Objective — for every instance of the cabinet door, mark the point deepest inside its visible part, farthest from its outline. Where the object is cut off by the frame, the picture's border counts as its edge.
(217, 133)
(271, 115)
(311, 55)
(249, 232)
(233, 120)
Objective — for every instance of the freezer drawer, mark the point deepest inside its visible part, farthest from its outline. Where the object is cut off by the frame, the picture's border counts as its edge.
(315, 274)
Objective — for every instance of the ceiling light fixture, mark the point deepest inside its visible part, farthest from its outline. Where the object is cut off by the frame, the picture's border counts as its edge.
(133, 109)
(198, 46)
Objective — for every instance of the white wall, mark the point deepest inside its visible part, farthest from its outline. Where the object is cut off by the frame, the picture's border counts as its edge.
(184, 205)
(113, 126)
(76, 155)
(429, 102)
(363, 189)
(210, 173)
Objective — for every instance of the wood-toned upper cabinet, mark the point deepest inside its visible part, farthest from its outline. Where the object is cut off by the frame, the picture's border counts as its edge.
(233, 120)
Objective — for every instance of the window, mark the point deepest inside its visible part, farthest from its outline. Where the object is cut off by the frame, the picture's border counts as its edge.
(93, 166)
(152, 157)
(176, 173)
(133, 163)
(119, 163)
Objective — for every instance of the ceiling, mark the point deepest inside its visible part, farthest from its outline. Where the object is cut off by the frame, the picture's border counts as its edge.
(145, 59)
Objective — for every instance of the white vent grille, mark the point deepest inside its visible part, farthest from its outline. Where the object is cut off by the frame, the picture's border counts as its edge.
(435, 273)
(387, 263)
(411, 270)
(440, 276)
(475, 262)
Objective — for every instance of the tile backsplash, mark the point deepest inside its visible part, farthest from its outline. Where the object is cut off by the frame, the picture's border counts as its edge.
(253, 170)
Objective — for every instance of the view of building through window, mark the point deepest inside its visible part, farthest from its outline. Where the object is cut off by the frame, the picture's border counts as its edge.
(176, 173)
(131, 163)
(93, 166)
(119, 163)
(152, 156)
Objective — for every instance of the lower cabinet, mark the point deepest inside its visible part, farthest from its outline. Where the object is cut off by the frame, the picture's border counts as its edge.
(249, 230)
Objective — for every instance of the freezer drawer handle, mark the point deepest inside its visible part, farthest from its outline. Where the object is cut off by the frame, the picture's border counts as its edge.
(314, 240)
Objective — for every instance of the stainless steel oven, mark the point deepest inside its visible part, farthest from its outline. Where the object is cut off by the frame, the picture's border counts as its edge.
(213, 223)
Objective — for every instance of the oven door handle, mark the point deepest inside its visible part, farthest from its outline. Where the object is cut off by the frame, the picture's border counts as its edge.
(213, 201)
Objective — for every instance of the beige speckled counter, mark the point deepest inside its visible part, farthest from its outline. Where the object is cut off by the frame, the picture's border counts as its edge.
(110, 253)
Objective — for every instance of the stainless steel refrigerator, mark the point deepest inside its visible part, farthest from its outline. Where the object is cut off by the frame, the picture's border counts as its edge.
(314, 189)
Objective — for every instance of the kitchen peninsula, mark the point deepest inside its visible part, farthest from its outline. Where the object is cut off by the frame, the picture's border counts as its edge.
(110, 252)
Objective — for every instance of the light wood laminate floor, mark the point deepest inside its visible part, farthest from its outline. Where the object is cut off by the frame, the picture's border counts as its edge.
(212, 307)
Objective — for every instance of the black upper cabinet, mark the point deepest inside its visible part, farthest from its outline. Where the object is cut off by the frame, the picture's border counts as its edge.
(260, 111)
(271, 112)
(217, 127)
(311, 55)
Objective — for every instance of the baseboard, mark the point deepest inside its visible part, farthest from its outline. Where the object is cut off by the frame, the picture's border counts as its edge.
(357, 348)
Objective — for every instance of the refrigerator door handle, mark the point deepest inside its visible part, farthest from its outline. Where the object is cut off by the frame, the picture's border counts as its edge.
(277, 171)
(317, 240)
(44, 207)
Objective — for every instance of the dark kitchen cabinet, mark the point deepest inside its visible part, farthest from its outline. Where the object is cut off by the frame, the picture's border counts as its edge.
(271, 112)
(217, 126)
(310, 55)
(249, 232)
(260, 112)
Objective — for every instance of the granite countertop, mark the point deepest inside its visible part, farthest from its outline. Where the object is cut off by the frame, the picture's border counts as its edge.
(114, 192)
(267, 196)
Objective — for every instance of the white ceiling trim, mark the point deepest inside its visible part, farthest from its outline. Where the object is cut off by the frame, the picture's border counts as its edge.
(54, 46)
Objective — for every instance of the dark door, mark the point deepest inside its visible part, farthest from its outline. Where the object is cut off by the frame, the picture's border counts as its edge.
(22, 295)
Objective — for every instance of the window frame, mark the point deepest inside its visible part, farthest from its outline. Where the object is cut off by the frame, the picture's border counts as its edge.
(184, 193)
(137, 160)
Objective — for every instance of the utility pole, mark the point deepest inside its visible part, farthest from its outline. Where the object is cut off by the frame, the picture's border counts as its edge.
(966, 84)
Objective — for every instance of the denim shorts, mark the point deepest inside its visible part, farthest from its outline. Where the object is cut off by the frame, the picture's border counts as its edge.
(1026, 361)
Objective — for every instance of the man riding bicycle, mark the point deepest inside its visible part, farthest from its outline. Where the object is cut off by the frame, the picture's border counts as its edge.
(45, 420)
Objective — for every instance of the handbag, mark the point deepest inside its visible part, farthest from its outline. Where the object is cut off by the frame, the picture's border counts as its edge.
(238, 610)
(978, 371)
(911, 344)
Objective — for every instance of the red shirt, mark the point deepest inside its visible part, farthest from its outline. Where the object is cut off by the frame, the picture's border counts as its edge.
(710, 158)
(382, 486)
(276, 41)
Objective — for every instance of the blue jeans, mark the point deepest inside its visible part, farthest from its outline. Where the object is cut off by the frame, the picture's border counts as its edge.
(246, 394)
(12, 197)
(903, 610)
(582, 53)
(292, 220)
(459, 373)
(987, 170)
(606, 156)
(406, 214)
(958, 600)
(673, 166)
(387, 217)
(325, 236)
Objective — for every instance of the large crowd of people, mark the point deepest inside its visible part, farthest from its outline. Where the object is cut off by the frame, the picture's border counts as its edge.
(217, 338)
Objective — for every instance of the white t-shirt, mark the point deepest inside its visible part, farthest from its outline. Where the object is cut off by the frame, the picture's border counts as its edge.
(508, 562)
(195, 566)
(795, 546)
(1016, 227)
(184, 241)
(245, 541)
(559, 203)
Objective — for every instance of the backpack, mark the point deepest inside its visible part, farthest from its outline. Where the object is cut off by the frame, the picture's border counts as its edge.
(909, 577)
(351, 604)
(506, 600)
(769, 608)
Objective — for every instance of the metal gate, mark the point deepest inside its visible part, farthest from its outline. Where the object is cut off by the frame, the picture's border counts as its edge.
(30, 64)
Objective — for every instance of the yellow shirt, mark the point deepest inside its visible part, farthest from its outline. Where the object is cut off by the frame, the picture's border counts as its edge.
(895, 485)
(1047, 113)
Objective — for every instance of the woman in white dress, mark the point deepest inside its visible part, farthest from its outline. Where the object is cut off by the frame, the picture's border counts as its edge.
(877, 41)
★ ★ ★ ★ ★
» **Your goal**
Recast the listing above as a two-column CSV with the columns "prompt" and "target", one row for each request: the request's wording under "prompt" and all of its points under "target". Put each value in one quoted field, with any line breaks turned into spaces.

» **The completed task**
prompt,target
"Objective — for every instance of the cabinet door, mark the point deepest inside its visible part, farthest from its outline. Where the object is cut off by the frame, the picture's border counts as its edge.","(217, 133) (271, 115) (311, 55) (249, 232) (233, 120)"
"Objective — for every instance of the freezer drawer, mark the point deepest inside its visible part, farthest from its outline. Where the object is cut off by the frame, the picture's border counts as its edge.","(315, 274)"
"Objective — for every instance of the ceiling light fixture, mark the point deepest inside its visible part, farthest from its outline. Where the object is cut off by the frame, the picture's border counts as its edge.","(133, 109) (198, 46)"
"Objective — for every instance of the white wall, mark the point deepest inside its visible part, farthest from its outline. Where the object is cut off by the frame, the picture's border counts as its edge.","(184, 205) (113, 126) (76, 155) (429, 102) (363, 189) (210, 173)"
"Objective — for every instance of the wood-toned upper cabinet, mark the point deepest inside its visible part, farthest from its outline. Where the object is cut off by the frame, the picture's border counts as its edge.","(233, 120)"
"Objective — for every instance of the window, mark the point deepest inside its visible part, farthest from its outline. Where the object is cut off by the frame, the picture's border counts as its edge.","(93, 166) (152, 157) (176, 173) (133, 163) (119, 163)"
"Objective — for every instance of the ceiling, mark the point deepest inside its visible part, farthest from its outline. Where the object is cut off by the frame, the picture's border counts as its edge.","(145, 59)"
"Objective — for every instance of the white vent grille, mark the point deepest inside its visible part, farthest from its outline. Where the object is cut off by the frame, the picture's border counts as its edge.","(435, 273) (387, 263) (411, 270) (440, 276) (475, 262)"
"Objective — for every instance of the tile backsplash, mark the point deepest inside its visible part, farthest from its outline. Where the object is cut off by the frame, the picture's border counts as its edge.","(253, 170)"
"Objective — for every instance of the view of building through window, mark the point deepest inside its visible part, farthest from its outline. Where the object is cut off by the frame, the picture's border counts as its edge.","(176, 173) (131, 163) (93, 166) (119, 163) (152, 156)"
"Objective — for every instance of the lower cabinet, mark the point deepest inside its visible part, farthest from its outline. Where the object is cut off by the frame, the picture's border counts as its edge.","(249, 230)"
"Objective — for every instance of the freezer drawer handle, mark the point deepest inside its visible part, farthest from its outline. Where the object is cut off by the frame, the picture's border counts as its edge.","(314, 240)"
"Objective — for every instance of the stainless steel oven, mark the point deepest inside its visible part, farthest from its outline. Where the object is cut off by the frame, the picture's border counts as its edge.","(213, 223)"
"Objective — for every instance of the oven door handle, mark the point deepest inside its visible part, farthest from its outline. Where the object is cut off by the frame, the picture's border counts as its edge.","(213, 201)"
"Objective — for every instance of the beige speckled counter, mark the point deepest inside its visible part, farthest from its outline. Where the object is cut off by the frame, the picture's border counts as its edge.","(110, 253)"
"Objective — for every instance of the stainless steel refrigerator, mark the point deepest inside its visible part, farthest from its outline. Where the object is cut off by the frame, the picture's border counts as its edge.","(314, 189)"
"Objective — for every instance of the kitchen peninsula, mark the point deepest inside its visible part, farthest from its outline. Where the object is cut off by the frame, the picture's border counts as its edge.","(110, 252)"
"Objective — for every instance of the light wood laminate floor, mark the point deepest inside its visible part, farthest from its outline. Where the object is cut off by the frame, the picture's border counts as its edge.","(212, 307)"
"Objective — for every instance of the black upper cabinet, mark the point deepest inside its visible part, farthest from its outline. Where the object is cut off by the frame, the picture's border counts as its edge.","(260, 111) (271, 112) (217, 127) (311, 55)"
"Objective — for every instance of the baseboard, mark the point deepest inside its visible part, farthest from its outline. Where the object is cut off by the frame, the picture's border counts as its edge.","(357, 348)"
"Objective — for every instance of the refrigerator door handle, mark the point deepest inside its visible part, farthest from its outline. Where the object is cut off by the frame, the picture's border counts as its edge.","(277, 171) (317, 240) (44, 207)"
"Objective — for every instance of the dark kitchen cabinet, mark the point deepest inside its visible part, farthest from its outline. Where the object is cut off by the frame, the picture's border counts as its edge.","(271, 112) (217, 126) (310, 55) (249, 232) (260, 112)"
"Objective — for every instance of the granite countertop, mark the point deepest inside its visible part, farthest from its outline. Where the object is cut off by the frame, the picture's border counts as its edge.","(114, 192) (267, 196)"
"Objective — for every instance of the white ceiling trim, mark the point deepest inside its visible part, farthest from its outline. Where the object is cut off by the frame, the picture's border counts as its edge.","(54, 46)"
"Objective — for every instance of the dark door, mark the point deepest inside its visible part, farthest from its outline. Where the object is cut off by the frame, the picture's border counts as its edge.","(22, 295)"
"Objective — for every instance of the window frame, mark the point deepest inside its visible part, farthest from its outline. Where the object is cut off by the frame, the picture's border counts as its edge.","(184, 193) (137, 160)"
"Objective — for every instance of the utility pole, mark the point deepest inside its visible part, farthest from its outline. Where the object is cut off by the frame, the picture's border counts as its edge.","(966, 84)"
"Objective — for every instance of the denim shorts, mark the point deepest inside its visible part, farthest from its outline. Where the object is cut off by the frame, the picture's border counts as its edge.","(1026, 361)"
"Objective — for every instance of the man riding bicycle, mark the point deepest inside its visible part, farthest from its outline. Where the object is cut off by the frame, the picture's border counts as its edge.","(45, 420)"
"Objective — for every instance of the handbag, mark the point deepest inside its visible part, farthest from its outline. Where the object is cut off by the frame, the picture's border counts as its edge.","(238, 610) (978, 371) (911, 344)"
"Objective — for every instance of the red shirt, mark the point deepest inside its visible part, farthest from its outline. Where the object is cut off by the frame, the picture's border counts as its edge.","(710, 158) (382, 486) (276, 41)"
"Objective — for every instance of the blue jeans, mark the point deepest inside its visible part, farthest from its outline. Where the object is cut off by the frame, the picture's border counts as its edge.","(246, 394) (12, 197) (903, 610) (582, 53) (292, 220) (459, 373) (987, 170) (606, 156) (406, 214) (958, 600) (673, 166) (387, 217) (325, 236)"
"Objective — for every instance of the large crowd of people, mark the point deepest inside its visible part, farthest from its outline. Where the object is cut off by the frame, the picture's border counts as its edge.","(217, 338)"
"Objective — for every instance of the white t-shirt, mark the point deepest inside its visible part, farthest from its outline. Where the object is cut off by the frame, the picture's border counts as its edge.","(508, 562) (195, 566) (795, 546) (1016, 227) (184, 241) (245, 541) (559, 203)"
"Objective — for every instance of the backpack, mark the point deepest inside its visible part, farthest from its outline. Where the object is cut off by the frame, the picture's border counts as its edge.","(909, 577) (351, 604) (506, 600) (769, 608)"
"Objective — for every instance of the metal gate, mark the point deepest inside its visible part, farthest from its outline. Where the object is cut off by the frame, the picture's border counts as its edge.","(30, 64)"
"Objective — for every instance of the yellow shirt, mark the point deepest inside its visible part, farthest from its outline. Where the object is cut off by the frame, the picture's border counts as its edge.","(895, 485) (1047, 113)"
"Objective — for every instance of the woman in white dress, mark the point deepest inside its visible part, farthest from its outline. Where the object is cut off by the frame, the picture's border counts as its edge.","(877, 41)"